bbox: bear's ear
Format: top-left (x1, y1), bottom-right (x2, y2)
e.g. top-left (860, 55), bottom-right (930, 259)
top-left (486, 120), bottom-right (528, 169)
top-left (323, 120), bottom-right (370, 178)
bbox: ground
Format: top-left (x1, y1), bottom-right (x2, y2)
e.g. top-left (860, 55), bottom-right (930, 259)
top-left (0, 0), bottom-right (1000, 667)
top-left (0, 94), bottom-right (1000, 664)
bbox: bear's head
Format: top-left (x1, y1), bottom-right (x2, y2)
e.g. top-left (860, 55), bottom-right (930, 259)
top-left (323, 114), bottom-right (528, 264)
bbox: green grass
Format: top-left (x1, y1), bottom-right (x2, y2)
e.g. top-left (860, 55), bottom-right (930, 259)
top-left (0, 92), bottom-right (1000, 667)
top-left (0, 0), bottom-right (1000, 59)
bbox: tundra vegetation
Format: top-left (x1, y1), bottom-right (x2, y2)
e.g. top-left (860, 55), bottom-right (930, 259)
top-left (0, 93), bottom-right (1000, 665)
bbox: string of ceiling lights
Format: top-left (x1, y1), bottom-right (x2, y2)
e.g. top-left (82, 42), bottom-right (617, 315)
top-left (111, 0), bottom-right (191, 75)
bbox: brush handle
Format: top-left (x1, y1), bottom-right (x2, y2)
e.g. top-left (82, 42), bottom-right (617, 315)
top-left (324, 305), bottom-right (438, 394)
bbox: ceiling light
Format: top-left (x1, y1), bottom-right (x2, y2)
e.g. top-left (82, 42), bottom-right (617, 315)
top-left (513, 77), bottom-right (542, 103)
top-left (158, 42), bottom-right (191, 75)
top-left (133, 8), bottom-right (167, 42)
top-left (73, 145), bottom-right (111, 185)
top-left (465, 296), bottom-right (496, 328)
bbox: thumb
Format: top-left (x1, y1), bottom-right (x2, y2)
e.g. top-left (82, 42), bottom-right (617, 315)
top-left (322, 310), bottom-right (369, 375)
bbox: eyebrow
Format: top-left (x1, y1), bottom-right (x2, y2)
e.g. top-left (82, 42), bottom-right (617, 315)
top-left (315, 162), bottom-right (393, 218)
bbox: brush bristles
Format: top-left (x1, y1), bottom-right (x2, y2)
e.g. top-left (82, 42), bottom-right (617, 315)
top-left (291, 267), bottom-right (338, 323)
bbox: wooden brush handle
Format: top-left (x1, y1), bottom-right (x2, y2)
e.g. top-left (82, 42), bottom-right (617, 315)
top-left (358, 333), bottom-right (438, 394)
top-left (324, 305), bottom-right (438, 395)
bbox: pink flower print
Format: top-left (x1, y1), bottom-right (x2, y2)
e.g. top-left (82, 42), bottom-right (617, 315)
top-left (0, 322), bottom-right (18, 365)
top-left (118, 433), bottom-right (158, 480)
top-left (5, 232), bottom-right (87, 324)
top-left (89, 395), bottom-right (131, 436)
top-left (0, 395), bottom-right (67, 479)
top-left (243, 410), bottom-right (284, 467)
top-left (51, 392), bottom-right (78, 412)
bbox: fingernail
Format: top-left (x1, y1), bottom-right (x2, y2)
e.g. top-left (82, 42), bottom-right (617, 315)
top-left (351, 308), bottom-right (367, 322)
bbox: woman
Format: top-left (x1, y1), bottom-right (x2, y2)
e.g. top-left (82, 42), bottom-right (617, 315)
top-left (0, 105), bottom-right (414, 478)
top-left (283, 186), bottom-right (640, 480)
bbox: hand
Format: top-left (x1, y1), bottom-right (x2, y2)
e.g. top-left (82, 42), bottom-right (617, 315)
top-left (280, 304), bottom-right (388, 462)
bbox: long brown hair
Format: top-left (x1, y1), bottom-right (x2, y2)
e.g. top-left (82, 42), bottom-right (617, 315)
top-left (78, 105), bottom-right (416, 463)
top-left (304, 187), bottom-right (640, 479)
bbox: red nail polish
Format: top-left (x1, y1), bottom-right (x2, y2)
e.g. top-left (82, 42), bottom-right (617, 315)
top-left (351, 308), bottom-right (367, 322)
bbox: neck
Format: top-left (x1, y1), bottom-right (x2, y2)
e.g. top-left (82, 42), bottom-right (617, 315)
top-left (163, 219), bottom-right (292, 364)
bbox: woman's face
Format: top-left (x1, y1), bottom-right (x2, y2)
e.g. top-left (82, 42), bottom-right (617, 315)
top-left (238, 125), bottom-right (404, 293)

========================================================================

What is expected:
Edit all the records above so that every "Format" becomes "Layout", and reproduce them with everything else unchanged.

In response:
bbox: bear's ear
Layout: top-left (x1, y1), bottom-right (x2, y2)
e.g. top-left (860, 55), bottom-right (930, 259)
top-left (486, 120), bottom-right (528, 169)
top-left (323, 120), bottom-right (370, 178)
bbox: ground
Layout: top-left (x1, y1), bottom-right (x2, y2)
e.g. top-left (860, 55), bottom-right (930, 259)
top-left (0, 0), bottom-right (1000, 667)
top-left (0, 94), bottom-right (1000, 664)
bbox: bear's head
Layout: top-left (x1, y1), bottom-right (x2, y2)
e.g. top-left (860, 55), bottom-right (930, 259)
top-left (323, 114), bottom-right (528, 264)
bbox: green grass
Layout: top-left (x1, y1), bottom-right (x2, y2)
e.g. top-left (860, 55), bottom-right (930, 259)
top-left (0, 92), bottom-right (1000, 667)
top-left (0, 0), bottom-right (1000, 59)
bbox: tundra vegetation
Layout: top-left (x1, y1), bottom-right (x2, y2)
e.g. top-left (860, 55), bottom-right (930, 259)
top-left (0, 93), bottom-right (1000, 665)
bbox: string of ceiling lights
Layout: top-left (x1, y1), bottom-right (x2, y2)
e.g. top-left (82, 42), bottom-right (617, 315)
top-left (111, 0), bottom-right (191, 75)
bbox: brush handle
Layout: top-left (x1, y1), bottom-right (x2, y2)
e.g. top-left (82, 42), bottom-right (617, 315)
top-left (324, 305), bottom-right (438, 394)
bbox: ceiling light
Layout: top-left (x1, y1), bottom-right (x2, y2)
e.g. top-left (82, 42), bottom-right (617, 315)
top-left (513, 77), bottom-right (542, 103)
top-left (158, 42), bottom-right (191, 75)
top-left (133, 8), bottom-right (167, 42)
top-left (73, 145), bottom-right (111, 185)
top-left (465, 296), bottom-right (496, 328)
bbox: thumb
Layout: top-left (x1, y1), bottom-right (x2, y2)
e.g. top-left (82, 42), bottom-right (617, 315)
top-left (322, 310), bottom-right (369, 375)
bbox: eyebrow
Layout: top-left (x1, y1), bottom-right (x2, y2)
e.g. top-left (82, 42), bottom-right (617, 315)
top-left (315, 162), bottom-right (393, 218)
bbox: brush bristles
Layout: top-left (x1, y1), bottom-right (x2, y2)
e.g. top-left (82, 42), bottom-right (617, 315)
top-left (291, 267), bottom-right (338, 323)
bbox: wooden brush handle
Layout: top-left (x1, y1), bottom-right (x2, y2)
e.g. top-left (82, 42), bottom-right (617, 315)
top-left (358, 333), bottom-right (438, 394)
top-left (324, 305), bottom-right (438, 395)
bbox: pink flower print
Layout: top-left (x1, y1), bottom-right (x2, y2)
e.g. top-left (82, 42), bottom-right (617, 315)
top-left (0, 322), bottom-right (18, 365)
top-left (118, 433), bottom-right (158, 480)
top-left (5, 232), bottom-right (87, 324)
top-left (89, 395), bottom-right (131, 436)
top-left (0, 395), bottom-right (67, 479)
top-left (243, 410), bottom-right (284, 467)
top-left (51, 392), bottom-right (78, 412)
bbox: fingernail
Layout: top-left (x1, y1), bottom-right (x2, y2)
e.g. top-left (82, 42), bottom-right (617, 315)
top-left (351, 308), bottom-right (367, 322)
bbox: woman
Layout: top-left (x1, y1), bottom-right (x2, y2)
e.g. top-left (82, 42), bottom-right (617, 315)
top-left (0, 105), bottom-right (414, 478)
top-left (283, 186), bottom-right (640, 480)
bbox: hand
Layout: top-left (x1, y1), bottom-right (x2, y2)
e.g. top-left (82, 42), bottom-right (617, 315)
top-left (280, 304), bottom-right (388, 462)
bbox: long brown hair
Layout: top-left (x1, y1), bottom-right (x2, y2)
e.g. top-left (82, 42), bottom-right (617, 315)
top-left (78, 105), bottom-right (416, 463)
top-left (304, 187), bottom-right (640, 479)
bbox: red nail polish
Layout: top-left (x1, y1), bottom-right (x2, y2)
e.g. top-left (82, 42), bottom-right (617, 315)
top-left (351, 308), bottom-right (367, 322)
bbox: neck
Layout: top-left (x1, y1), bottom-right (x2, y2)
e.g. top-left (82, 42), bottom-right (617, 315)
top-left (163, 219), bottom-right (292, 364)
bbox: woman's face
Layout: top-left (x1, y1), bottom-right (x2, y2)
e.g. top-left (82, 42), bottom-right (617, 315)
top-left (238, 125), bottom-right (404, 293)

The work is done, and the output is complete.